PAGE TEXT:
* * * * * * *
Cotton, for example

How’s about I take a shot at cotton?

Okay, maybe not the plant itself but the industries that
cotton supports. Namely, fertilizers and insecticides.

Now, don’t think for a minute I’m going to try to tell you
hemp can replace cotton. For me to make a statement
like that would be down right ludicrous.

The infrastructure to process hemp isn’t currently in place.
Facilities would need to be built or modified to process
hemp fiber. After all, hemp hasn’t been grown in the States
since the ’40s. Yes, there was that little Marijuana Tax
Act thing in ‘34, but Uncle Sam loosened the leash during
WW II. Most of our hemp had been coming from the
Philippines.

So what if I came up with a wild number like, oh, 25%?
* * * * * * *
Items from a data source:
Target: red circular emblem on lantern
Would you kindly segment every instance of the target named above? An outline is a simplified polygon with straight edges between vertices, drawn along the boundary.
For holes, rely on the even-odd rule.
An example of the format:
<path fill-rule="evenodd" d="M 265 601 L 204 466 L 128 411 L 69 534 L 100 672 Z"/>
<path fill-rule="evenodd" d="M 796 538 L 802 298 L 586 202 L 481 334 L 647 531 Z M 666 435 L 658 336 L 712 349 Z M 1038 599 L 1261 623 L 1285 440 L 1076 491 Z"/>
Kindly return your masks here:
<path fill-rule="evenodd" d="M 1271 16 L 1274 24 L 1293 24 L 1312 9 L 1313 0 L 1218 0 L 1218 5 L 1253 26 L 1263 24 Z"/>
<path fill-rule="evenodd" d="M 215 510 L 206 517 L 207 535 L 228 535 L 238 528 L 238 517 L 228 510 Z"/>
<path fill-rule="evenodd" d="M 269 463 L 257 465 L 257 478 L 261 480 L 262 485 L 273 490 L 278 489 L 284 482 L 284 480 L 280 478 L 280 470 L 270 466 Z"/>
* * * * * * *
WHAT TO WORK ON:
A. Answer these questions from the piece on hemp and cotton:
(i) Which two industries does cotton support?
(ii) Where had most of the hemp been coming from?
(iii) Since which decade has hemp not been grown in the States?
B. Does each statement agree with the piece on hemp and cotton? Answer yes or no, and quote the deciding words.
(i) The writer says hemp can replace cotton.
(ii) Facilities for processing hemp fiber are already in place.
(iii) Uncle Sam loosened the leash during WW II.
C. Continue the piece on hemp and cotton from its final sentence.

TASK-BY-TASK ANSWERS:
A.
(i) Fertilizers and insecticides.
(ii) The Philippines.
(iii) The '40s.

B.
(i) No. "don’t think for a minute I’m going to try to tell you hemp can replace cotton"
(ii) No. "The infrastructure to process hemp isn’t currently in place."
(iii) Yes. "Uncle Sam loosened the leash during WW II."

C.
Yeah, I’m guessing that would be safe. Let’s say if all
the required industry was in place, hemp could replace
25% of the cotton currently being grown. Okay? Okay.

From what I understand, farmers don’t much care what
they grow. So long as they can make a profit from the
harvest. We’ll say they can do that with hemp. Okay? Okay.

So, if a mill can be modified for a few million dollars to
process hemp fiber; farmers would grow it and everyone
would make a buck. Why the hell aren’t we doing that?

I’ve been doing a lot of presuming here you say. True
that. Still, I think I’m on fairly safe ground. So far.

Cotton covers about 2.5% of the worlds agricultural fields.
Cotton uses about 16% of the pesticides used world wide.
(1)

Cotton is a huge money maker for the manufactures of
pesticides, insecticides, etc.

It takes about 5.3 oz. of fertilizer to grow one pound of
cotton.
(2)

I’d say the fertilizer manufactures are making a tidy sum
from cotton too. If they aren’t then they are definitely
doing something wrong (double entendre? Pun?).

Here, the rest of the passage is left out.